WHAT IS ASKED: Output the entries verbatim, from the first line through the line that contains "Now the white", including both of those lines.

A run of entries
==================================================
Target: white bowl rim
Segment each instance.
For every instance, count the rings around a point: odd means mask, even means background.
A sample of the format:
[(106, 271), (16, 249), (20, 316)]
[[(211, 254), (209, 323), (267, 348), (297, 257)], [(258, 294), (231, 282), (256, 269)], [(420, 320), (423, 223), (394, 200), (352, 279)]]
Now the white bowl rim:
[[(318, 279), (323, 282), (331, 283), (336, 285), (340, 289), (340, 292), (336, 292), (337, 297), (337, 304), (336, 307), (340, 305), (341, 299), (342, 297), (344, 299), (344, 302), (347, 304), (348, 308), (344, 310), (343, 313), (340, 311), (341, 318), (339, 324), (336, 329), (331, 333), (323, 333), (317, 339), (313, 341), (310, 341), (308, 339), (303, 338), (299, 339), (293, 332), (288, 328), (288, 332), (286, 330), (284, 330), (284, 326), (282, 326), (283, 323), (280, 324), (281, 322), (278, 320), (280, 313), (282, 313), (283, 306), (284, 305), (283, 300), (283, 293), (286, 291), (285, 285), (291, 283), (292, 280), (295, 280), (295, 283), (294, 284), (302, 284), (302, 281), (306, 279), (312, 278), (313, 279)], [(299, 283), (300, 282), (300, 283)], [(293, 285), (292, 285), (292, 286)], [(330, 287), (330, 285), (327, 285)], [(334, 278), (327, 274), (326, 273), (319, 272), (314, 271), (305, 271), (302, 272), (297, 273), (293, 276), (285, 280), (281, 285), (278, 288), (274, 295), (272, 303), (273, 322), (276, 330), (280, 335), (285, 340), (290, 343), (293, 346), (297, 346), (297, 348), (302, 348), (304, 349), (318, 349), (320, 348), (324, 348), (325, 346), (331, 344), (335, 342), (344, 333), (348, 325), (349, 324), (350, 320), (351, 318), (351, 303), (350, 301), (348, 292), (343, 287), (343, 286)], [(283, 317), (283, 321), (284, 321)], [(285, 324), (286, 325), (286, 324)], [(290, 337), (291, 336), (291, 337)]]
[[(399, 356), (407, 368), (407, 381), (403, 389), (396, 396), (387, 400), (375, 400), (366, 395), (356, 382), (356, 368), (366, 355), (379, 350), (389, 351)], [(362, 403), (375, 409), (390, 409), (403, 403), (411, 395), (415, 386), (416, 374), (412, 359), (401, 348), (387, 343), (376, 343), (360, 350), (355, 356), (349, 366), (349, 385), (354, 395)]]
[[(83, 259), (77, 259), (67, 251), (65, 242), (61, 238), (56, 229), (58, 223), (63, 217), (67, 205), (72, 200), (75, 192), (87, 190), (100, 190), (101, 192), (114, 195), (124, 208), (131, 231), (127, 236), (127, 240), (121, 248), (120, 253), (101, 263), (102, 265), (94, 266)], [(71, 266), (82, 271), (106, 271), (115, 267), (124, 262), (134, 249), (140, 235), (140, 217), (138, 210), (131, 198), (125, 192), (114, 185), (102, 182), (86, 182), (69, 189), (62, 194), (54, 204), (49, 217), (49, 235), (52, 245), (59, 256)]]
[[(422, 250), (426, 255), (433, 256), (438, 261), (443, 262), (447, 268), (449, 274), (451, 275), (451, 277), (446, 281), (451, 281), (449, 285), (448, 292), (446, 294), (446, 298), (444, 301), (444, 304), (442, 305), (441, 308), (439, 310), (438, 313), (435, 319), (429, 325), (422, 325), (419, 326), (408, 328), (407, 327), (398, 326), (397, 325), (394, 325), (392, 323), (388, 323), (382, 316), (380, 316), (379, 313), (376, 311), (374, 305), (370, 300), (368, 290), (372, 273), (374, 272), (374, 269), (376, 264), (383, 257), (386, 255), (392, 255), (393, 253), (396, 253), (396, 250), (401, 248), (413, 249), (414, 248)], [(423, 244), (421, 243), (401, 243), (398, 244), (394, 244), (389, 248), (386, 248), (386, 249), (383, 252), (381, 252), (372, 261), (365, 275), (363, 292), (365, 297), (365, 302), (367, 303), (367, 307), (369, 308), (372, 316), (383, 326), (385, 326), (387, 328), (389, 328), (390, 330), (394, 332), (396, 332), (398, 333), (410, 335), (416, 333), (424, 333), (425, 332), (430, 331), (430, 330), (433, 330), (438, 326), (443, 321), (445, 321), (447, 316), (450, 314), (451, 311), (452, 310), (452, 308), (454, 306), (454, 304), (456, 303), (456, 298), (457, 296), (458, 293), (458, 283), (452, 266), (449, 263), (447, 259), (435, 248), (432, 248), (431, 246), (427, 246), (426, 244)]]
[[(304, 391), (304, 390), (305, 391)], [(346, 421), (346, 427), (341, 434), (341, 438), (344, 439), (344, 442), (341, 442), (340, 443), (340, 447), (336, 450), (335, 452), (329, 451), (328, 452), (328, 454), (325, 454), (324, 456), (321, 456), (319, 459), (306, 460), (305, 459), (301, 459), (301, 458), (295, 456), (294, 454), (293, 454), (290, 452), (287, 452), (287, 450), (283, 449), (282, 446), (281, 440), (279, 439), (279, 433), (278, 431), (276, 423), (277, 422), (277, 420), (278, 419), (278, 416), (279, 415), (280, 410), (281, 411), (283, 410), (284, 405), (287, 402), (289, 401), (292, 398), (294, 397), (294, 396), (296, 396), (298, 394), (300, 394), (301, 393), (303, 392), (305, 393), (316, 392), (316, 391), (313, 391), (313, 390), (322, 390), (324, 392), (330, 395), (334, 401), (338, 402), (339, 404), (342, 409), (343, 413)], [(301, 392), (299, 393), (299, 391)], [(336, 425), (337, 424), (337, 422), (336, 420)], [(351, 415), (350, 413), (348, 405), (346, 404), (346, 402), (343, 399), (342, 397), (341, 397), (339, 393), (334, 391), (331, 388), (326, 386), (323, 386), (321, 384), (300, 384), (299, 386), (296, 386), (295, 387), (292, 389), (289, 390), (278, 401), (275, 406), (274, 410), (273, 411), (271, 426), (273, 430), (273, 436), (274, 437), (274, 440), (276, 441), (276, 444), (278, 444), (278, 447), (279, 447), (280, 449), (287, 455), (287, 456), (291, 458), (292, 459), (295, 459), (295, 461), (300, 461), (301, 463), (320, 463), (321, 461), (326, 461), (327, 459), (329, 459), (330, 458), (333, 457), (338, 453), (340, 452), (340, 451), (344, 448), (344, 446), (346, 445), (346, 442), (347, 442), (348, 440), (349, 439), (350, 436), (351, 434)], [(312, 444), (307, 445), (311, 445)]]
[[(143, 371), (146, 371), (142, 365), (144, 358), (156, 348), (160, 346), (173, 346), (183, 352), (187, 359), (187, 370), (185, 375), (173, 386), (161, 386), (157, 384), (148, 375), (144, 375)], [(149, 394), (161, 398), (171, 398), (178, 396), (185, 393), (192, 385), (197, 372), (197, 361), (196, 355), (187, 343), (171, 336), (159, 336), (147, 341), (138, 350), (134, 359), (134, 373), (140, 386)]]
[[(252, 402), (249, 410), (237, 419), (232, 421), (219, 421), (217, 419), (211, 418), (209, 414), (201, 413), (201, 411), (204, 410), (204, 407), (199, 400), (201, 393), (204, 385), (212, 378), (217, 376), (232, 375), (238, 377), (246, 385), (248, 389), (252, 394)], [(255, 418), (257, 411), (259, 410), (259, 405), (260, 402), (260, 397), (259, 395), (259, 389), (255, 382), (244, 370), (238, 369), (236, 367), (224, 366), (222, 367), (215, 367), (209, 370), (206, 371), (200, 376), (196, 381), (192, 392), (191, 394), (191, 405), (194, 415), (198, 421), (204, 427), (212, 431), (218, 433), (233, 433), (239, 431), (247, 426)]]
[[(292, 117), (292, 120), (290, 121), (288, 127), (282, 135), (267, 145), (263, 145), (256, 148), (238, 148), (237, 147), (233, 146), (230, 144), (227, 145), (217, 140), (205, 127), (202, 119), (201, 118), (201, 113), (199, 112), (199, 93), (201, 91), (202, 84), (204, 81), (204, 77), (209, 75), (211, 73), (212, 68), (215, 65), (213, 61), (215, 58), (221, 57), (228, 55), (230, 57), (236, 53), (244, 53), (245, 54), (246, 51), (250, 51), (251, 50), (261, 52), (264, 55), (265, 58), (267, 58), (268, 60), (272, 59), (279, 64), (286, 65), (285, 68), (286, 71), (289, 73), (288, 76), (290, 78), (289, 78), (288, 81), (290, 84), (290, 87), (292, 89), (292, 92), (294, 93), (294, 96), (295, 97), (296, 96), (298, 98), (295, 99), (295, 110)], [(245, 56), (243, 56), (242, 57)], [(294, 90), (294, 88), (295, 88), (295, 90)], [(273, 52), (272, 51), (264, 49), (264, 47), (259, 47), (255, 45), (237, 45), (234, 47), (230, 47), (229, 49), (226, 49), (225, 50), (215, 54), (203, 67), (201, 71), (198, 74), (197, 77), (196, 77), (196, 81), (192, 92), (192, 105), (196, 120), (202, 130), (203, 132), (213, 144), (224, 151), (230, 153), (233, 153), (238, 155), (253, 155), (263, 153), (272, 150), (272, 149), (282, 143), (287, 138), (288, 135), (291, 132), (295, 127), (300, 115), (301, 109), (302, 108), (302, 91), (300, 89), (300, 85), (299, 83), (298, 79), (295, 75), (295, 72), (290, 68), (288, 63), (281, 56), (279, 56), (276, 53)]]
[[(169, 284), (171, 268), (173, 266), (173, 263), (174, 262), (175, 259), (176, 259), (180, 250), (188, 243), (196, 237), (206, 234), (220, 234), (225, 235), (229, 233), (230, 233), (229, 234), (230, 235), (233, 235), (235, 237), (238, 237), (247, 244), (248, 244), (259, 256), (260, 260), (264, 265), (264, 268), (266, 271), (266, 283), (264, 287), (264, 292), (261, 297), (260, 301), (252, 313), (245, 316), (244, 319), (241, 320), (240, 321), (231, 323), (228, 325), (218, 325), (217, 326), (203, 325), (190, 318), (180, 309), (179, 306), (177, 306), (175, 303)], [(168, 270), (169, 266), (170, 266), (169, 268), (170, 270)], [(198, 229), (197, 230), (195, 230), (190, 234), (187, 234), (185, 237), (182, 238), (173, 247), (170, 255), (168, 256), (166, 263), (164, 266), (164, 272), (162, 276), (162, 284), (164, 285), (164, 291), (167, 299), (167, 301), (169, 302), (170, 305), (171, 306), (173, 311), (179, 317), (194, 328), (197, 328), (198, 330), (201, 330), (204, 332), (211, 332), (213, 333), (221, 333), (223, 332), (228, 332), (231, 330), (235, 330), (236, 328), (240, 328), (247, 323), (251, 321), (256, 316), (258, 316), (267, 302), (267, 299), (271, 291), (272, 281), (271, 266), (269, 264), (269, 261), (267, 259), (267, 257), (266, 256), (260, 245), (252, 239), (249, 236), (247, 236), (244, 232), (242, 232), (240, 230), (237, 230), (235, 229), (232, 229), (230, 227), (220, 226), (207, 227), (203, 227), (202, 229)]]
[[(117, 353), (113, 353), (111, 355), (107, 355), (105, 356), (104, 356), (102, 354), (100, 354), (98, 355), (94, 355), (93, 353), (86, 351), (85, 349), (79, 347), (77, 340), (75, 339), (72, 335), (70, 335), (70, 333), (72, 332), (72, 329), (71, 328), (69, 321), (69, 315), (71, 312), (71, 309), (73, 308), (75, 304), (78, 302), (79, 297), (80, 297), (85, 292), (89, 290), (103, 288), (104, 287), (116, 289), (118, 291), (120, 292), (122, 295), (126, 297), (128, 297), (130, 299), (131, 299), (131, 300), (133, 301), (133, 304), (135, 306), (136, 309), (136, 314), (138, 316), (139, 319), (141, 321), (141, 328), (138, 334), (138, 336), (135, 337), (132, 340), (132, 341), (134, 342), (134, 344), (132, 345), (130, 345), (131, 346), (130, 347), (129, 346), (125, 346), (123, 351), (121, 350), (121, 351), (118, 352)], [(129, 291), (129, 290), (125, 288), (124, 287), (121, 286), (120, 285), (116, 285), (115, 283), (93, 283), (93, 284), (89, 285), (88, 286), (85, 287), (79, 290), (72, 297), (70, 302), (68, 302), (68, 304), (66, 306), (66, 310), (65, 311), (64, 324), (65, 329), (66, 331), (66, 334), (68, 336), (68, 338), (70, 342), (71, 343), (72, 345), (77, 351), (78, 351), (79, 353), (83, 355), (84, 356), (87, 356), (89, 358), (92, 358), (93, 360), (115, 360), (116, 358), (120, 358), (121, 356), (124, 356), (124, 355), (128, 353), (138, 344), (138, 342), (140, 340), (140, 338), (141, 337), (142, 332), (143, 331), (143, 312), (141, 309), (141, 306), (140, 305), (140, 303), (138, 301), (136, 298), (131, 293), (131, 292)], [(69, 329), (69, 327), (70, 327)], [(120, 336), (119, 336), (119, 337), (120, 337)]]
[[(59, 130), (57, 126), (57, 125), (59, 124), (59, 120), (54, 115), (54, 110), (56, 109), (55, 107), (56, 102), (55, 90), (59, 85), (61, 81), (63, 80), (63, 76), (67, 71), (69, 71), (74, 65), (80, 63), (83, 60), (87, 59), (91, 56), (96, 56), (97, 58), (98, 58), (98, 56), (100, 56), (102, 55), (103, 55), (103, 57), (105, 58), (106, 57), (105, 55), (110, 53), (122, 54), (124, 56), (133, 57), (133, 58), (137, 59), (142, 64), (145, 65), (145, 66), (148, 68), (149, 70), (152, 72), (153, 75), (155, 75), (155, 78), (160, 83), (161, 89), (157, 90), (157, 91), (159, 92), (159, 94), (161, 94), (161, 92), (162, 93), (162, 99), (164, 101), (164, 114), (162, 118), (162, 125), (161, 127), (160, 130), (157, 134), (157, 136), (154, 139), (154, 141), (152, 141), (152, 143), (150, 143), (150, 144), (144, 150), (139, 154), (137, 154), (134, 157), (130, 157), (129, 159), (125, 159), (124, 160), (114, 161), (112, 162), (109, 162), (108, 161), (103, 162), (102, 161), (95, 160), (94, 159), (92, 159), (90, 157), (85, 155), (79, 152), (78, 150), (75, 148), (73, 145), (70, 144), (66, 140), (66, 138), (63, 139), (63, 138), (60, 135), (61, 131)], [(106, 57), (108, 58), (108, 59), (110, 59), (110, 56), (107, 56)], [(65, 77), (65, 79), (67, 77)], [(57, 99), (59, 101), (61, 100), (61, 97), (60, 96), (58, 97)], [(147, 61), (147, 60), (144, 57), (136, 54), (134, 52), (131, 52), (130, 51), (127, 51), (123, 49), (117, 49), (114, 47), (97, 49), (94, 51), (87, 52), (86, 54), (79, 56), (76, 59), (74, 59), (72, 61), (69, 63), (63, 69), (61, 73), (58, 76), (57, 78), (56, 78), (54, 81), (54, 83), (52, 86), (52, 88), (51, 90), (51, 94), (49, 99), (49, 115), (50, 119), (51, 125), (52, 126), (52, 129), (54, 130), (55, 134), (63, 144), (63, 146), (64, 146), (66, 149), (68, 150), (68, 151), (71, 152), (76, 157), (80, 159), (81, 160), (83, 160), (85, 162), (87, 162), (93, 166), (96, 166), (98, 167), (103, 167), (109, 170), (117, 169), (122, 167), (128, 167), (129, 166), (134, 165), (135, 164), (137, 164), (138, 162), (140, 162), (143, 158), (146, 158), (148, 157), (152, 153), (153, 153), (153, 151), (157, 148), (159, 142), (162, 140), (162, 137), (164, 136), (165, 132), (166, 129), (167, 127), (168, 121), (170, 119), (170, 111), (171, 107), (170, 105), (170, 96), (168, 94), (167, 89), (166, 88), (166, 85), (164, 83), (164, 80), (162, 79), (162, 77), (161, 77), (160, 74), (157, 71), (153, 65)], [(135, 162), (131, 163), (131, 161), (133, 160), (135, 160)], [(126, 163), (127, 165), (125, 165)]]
==================================================
RESPONSE:
Target: white bowl rim
Segment each instance.
For every instance, count the rings around a point: odd means mask, even means background.
A sample of the format:
[(106, 271), (16, 249), (20, 316)]
[[(211, 254), (209, 323), (267, 348), (297, 257)], [(258, 294), (231, 282), (256, 269)], [(420, 320), (423, 223), (394, 200), (352, 279)]]
Now the white bowl rim:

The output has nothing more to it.